What is needed :: In the items below, copy word for word every line from the line with "Can you please pinpoint where the metal" to the line with "48, 302, 96]]", including both of those lines.
——
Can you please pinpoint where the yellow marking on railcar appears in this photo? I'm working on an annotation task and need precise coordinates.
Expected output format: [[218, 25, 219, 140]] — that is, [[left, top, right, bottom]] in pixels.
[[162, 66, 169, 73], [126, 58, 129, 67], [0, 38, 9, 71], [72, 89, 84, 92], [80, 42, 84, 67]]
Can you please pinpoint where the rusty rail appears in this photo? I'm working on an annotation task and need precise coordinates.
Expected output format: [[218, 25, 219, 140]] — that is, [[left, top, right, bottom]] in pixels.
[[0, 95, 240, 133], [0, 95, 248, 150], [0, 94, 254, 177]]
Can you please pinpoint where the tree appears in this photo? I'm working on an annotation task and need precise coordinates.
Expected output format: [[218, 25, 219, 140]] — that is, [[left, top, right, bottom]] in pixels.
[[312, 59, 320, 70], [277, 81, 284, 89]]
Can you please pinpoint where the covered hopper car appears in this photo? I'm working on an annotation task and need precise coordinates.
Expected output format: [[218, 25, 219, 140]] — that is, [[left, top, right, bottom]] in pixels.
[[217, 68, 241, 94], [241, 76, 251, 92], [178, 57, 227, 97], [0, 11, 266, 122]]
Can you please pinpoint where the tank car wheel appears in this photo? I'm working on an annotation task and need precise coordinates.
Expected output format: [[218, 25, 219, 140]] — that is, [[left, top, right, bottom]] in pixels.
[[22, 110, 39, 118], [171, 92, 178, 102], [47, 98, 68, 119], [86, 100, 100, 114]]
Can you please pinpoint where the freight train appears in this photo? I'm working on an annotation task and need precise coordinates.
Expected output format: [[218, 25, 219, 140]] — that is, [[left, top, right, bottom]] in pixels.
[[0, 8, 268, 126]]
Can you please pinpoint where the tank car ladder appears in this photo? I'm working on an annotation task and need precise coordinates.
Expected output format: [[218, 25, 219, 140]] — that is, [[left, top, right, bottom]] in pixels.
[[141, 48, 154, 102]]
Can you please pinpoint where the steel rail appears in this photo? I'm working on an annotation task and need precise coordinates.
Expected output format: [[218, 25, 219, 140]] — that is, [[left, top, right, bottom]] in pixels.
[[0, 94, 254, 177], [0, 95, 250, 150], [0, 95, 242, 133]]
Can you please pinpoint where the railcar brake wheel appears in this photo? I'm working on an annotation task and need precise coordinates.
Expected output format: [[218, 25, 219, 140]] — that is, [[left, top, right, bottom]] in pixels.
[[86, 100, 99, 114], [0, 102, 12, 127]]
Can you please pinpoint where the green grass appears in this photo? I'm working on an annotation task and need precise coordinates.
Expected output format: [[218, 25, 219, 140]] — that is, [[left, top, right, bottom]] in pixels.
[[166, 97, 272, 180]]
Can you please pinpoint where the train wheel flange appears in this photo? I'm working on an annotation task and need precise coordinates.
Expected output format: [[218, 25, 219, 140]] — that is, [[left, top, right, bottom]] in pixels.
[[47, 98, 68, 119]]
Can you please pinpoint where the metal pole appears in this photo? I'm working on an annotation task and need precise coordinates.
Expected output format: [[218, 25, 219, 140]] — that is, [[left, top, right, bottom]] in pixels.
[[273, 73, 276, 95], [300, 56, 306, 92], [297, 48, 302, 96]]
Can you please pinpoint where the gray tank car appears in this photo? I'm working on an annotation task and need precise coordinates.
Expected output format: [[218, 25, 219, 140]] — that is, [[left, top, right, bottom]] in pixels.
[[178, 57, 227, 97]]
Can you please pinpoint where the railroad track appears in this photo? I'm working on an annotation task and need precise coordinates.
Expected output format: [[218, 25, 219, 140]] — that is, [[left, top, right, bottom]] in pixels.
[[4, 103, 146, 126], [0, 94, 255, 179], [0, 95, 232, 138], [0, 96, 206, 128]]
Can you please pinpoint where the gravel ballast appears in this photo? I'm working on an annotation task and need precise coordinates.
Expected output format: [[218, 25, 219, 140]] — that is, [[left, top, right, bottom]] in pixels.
——
Result of this task ::
Can you please pinpoint where the metal pole appears in this photo? I'm working on an annotation task and need precise coordinates.
Expected output format: [[218, 25, 219, 140]] — that is, [[left, top, right, bottom]] in pixels.
[[273, 73, 276, 95], [300, 56, 306, 92], [297, 48, 302, 96]]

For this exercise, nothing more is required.